◆ **ЗАДАНИЕ**:
Ответьте по отрывку на вопросы:
1. Какой номер у троллейбуса, который останавливался возле «Детского мира»?
2. Какой адрес у общежития Литинститута?
3. Чьё выражение «несбыточная сирень»?

День был дождливый и ветреный, но это нисколько не отражалось на моём настроении – может быть, даже придавало остроту восприятия, даже праздничность происходящего. Светлана, когда мы с нею встретились, сказала, что я молодец, что Лена будет рада повидаться со мной, предложила поехать в центр за подарками; мы зашли зачем-то в «Детский мир» (возле него останавливался наш троллейбус – № 3), потом – в Елисеевский на улице Горького, купили там снеди, коньяку, шоколада. Ну а кроме того, в моей общежитской комнате имелся запас прихваченного из Тбилиси «оджалеши» и «твиши». Возвращаясь, мы через Бутырский хутор помчались к себе…

2

Я рассматривал фотографию, а в памяти – строчки Инны: «Не взыщите, – бутылка с запиской, люди добрые, к вам – не из моря, а из жизни, до боли вам близкой, из оттаявшего подзаборья…» А если точнее, то адрес этого «подзаборья» таков: Москва, Добролюбова, 9/11… Это было общежитие Литинститута. Самое что ни на есть обыкновенное. С вахтёрами внизу, злыми и добрыми. С коммунальными кухнями, туалетами, душевыми. С какими-то особыми запахами, описывать которые нет смысла. Ночами, как и везде в общежитиях, – пьяный ор, блатные песни, мат. Правда, есть и кое-что особенное. Кто-нибудь из одуревших и перепивших непризнанных пиитов, открыв настежь окно, орёт в мировое пространство:

– Бездари! Графоманы! Ничтожества!

Но почему-то круглый год в окрестностях этого здания полыхала несбыточная сирень (по выражению Владимира Соколова) и свирепствовал тополиный пух. Иным и не мог быть тот дом. В такие дома возврата не бывает. Я сказал бы, что это просто-напросто фантом, но он был населён людьми. Среди них (не чудо ли?) были в ту пору, как я понимал и верил, и гении-одиночки, самые настоящие гении. Они, как я видел, уже что-то почувствовали в себе – наверно, свою избранность.

◆ **СТРОКИ**:
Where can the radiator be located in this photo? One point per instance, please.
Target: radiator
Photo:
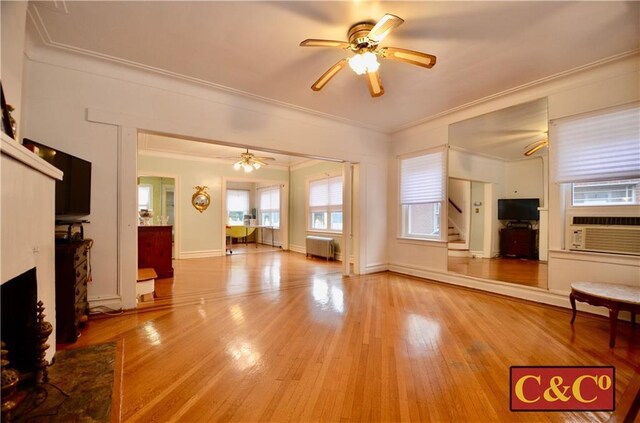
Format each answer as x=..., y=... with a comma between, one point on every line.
x=320, y=246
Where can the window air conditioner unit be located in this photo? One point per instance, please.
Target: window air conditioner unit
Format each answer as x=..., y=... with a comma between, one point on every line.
x=605, y=239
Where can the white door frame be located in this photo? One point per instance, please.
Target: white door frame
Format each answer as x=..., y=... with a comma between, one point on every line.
x=284, y=208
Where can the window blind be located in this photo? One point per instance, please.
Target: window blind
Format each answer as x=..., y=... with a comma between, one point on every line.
x=270, y=199
x=600, y=147
x=422, y=178
x=237, y=200
x=325, y=192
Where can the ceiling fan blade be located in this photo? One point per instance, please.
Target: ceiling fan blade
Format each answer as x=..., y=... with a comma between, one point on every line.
x=409, y=56
x=542, y=141
x=326, y=77
x=375, y=84
x=383, y=27
x=310, y=42
x=535, y=147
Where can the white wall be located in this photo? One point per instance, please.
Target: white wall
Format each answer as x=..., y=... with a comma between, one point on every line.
x=608, y=84
x=93, y=109
x=476, y=233
x=13, y=16
x=525, y=179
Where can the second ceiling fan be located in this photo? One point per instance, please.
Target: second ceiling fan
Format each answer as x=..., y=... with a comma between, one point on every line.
x=364, y=40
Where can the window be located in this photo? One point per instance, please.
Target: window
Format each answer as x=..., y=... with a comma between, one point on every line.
x=237, y=206
x=422, y=194
x=145, y=197
x=608, y=193
x=598, y=147
x=270, y=206
x=599, y=154
x=325, y=204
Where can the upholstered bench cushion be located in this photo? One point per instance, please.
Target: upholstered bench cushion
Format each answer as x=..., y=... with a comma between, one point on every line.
x=609, y=291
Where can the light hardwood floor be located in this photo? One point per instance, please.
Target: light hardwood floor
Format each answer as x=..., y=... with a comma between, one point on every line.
x=519, y=271
x=277, y=337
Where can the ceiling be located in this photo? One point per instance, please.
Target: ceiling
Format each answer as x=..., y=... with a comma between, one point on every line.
x=482, y=48
x=208, y=151
x=503, y=134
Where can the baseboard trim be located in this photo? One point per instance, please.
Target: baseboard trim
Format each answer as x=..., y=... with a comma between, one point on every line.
x=458, y=253
x=297, y=249
x=112, y=302
x=376, y=268
x=200, y=254
x=538, y=295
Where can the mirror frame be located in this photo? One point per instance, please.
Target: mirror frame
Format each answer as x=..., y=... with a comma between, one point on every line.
x=201, y=199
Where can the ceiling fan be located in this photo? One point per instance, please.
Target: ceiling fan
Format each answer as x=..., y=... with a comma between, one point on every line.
x=364, y=40
x=248, y=161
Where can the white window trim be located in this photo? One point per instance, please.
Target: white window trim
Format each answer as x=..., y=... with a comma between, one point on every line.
x=308, y=209
x=442, y=237
x=244, y=211
x=150, y=186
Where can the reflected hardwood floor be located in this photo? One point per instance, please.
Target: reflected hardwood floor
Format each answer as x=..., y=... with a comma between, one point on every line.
x=520, y=271
x=278, y=337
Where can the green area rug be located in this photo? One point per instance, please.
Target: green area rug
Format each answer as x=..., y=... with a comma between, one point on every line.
x=86, y=375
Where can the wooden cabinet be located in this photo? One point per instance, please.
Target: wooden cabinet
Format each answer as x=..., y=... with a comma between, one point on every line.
x=154, y=249
x=519, y=242
x=72, y=274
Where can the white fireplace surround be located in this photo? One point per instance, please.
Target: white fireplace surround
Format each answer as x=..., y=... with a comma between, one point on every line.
x=27, y=216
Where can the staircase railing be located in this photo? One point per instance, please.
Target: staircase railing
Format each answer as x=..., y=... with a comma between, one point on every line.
x=455, y=206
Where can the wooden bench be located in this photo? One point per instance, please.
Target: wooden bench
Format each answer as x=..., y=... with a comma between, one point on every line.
x=146, y=284
x=613, y=296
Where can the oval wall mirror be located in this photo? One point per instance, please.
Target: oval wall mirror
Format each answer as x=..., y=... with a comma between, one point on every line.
x=201, y=199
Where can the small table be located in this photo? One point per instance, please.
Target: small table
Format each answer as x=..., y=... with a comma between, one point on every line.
x=262, y=228
x=613, y=296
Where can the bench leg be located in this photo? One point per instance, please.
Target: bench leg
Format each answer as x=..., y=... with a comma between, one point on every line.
x=573, y=307
x=613, y=320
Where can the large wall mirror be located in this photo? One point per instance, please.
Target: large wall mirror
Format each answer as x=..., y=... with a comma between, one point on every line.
x=498, y=189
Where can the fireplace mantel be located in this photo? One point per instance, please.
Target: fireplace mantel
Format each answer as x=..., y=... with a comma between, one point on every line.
x=27, y=216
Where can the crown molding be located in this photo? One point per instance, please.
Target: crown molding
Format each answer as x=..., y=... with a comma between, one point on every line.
x=519, y=88
x=170, y=154
x=48, y=41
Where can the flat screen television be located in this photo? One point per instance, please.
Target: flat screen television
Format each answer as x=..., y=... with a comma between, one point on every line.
x=73, y=193
x=518, y=209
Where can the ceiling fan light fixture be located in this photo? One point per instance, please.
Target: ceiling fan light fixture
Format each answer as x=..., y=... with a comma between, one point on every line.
x=364, y=62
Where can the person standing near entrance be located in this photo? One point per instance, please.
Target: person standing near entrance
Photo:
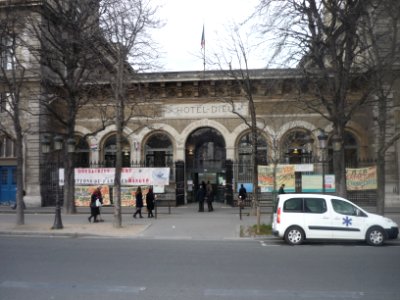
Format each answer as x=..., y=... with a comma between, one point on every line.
x=201, y=193
x=210, y=196
x=242, y=195
x=139, y=202
x=96, y=200
x=150, y=202
x=282, y=189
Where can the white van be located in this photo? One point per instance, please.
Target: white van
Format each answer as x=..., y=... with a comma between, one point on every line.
x=314, y=216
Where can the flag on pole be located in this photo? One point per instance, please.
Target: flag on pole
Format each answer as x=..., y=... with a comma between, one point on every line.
x=203, y=40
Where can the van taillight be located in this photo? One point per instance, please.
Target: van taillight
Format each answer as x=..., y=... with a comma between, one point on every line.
x=278, y=216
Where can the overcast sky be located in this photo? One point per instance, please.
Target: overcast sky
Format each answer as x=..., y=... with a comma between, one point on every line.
x=180, y=38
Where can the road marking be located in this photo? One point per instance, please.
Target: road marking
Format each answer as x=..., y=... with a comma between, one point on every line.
x=243, y=293
x=69, y=287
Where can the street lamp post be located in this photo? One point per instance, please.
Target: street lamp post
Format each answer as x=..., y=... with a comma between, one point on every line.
x=323, y=138
x=58, y=146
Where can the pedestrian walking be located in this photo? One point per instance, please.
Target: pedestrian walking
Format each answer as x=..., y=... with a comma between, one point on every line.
x=201, y=193
x=150, y=202
x=242, y=195
x=139, y=202
x=96, y=200
x=282, y=189
x=210, y=196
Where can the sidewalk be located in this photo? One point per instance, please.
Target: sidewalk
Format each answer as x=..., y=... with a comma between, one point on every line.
x=182, y=222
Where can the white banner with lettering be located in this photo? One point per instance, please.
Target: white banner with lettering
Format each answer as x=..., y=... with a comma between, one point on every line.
x=129, y=176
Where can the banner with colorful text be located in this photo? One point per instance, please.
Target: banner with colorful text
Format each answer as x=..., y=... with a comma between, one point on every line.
x=361, y=179
x=284, y=175
x=129, y=176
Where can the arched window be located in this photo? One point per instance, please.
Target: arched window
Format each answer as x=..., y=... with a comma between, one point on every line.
x=7, y=147
x=294, y=147
x=158, y=151
x=82, y=151
x=110, y=150
x=245, y=150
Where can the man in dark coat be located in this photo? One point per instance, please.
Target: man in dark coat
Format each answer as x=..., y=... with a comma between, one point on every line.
x=94, y=206
x=201, y=193
x=242, y=195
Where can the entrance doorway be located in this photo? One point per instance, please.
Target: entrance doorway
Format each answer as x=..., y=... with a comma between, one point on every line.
x=205, y=161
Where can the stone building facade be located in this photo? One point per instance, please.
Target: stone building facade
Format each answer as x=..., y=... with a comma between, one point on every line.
x=185, y=121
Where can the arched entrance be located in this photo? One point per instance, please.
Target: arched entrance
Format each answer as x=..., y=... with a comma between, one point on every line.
x=205, y=161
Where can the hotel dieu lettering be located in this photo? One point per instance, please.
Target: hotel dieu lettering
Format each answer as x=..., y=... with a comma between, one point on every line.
x=217, y=109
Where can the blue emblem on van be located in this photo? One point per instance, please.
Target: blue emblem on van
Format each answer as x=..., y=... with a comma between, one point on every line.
x=347, y=221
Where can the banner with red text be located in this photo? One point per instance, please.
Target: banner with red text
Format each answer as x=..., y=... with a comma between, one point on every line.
x=129, y=176
x=361, y=179
x=284, y=175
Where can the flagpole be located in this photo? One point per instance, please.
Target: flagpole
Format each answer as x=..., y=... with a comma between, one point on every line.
x=203, y=47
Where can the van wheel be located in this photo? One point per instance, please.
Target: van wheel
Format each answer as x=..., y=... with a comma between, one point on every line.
x=294, y=235
x=375, y=236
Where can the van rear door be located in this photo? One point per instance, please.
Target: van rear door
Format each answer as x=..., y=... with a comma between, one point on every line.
x=317, y=218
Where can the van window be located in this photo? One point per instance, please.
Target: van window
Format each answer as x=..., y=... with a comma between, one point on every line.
x=293, y=205
x=344, y=208
x=314, y=205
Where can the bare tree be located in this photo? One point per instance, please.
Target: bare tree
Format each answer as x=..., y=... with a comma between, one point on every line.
x=66, y=32
x=126, y=26
x=237, y=53
x=325, y=39
x=382, y=30
x=13, y=76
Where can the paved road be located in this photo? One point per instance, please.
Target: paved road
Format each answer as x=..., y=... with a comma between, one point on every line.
x=67, y=268
x=178, y=223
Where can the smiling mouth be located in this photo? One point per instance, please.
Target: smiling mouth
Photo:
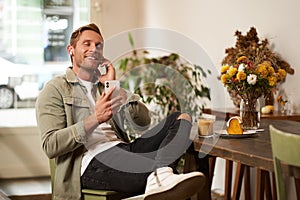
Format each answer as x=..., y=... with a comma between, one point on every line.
x=91, y=58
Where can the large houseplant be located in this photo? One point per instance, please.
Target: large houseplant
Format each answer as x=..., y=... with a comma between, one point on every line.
x=167, y=83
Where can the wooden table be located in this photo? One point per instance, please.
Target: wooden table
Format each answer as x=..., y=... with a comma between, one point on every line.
x=226, y=113
x=254, y=151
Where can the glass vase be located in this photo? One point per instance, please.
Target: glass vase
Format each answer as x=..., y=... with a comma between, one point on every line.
x=250, y=113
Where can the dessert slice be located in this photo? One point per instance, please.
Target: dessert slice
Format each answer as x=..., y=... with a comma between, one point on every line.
x=234, y=125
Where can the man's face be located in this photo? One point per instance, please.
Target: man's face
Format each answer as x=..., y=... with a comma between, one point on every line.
x=88, y=51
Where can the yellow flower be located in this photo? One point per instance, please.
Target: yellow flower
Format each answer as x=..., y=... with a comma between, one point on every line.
x=272, y=80
x=267, y=63
x=232, y=71
x=262, y=70
x=241, y=76
x=241, y=58
x=281, y=74
x=271, y=70
x=224, y=78
x=224, y=68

◆ **РЕЗУЛЬТАТ**:
1. № 3.
2. Москва, Добролюбова, 9/11.
3. Владимира Соколова.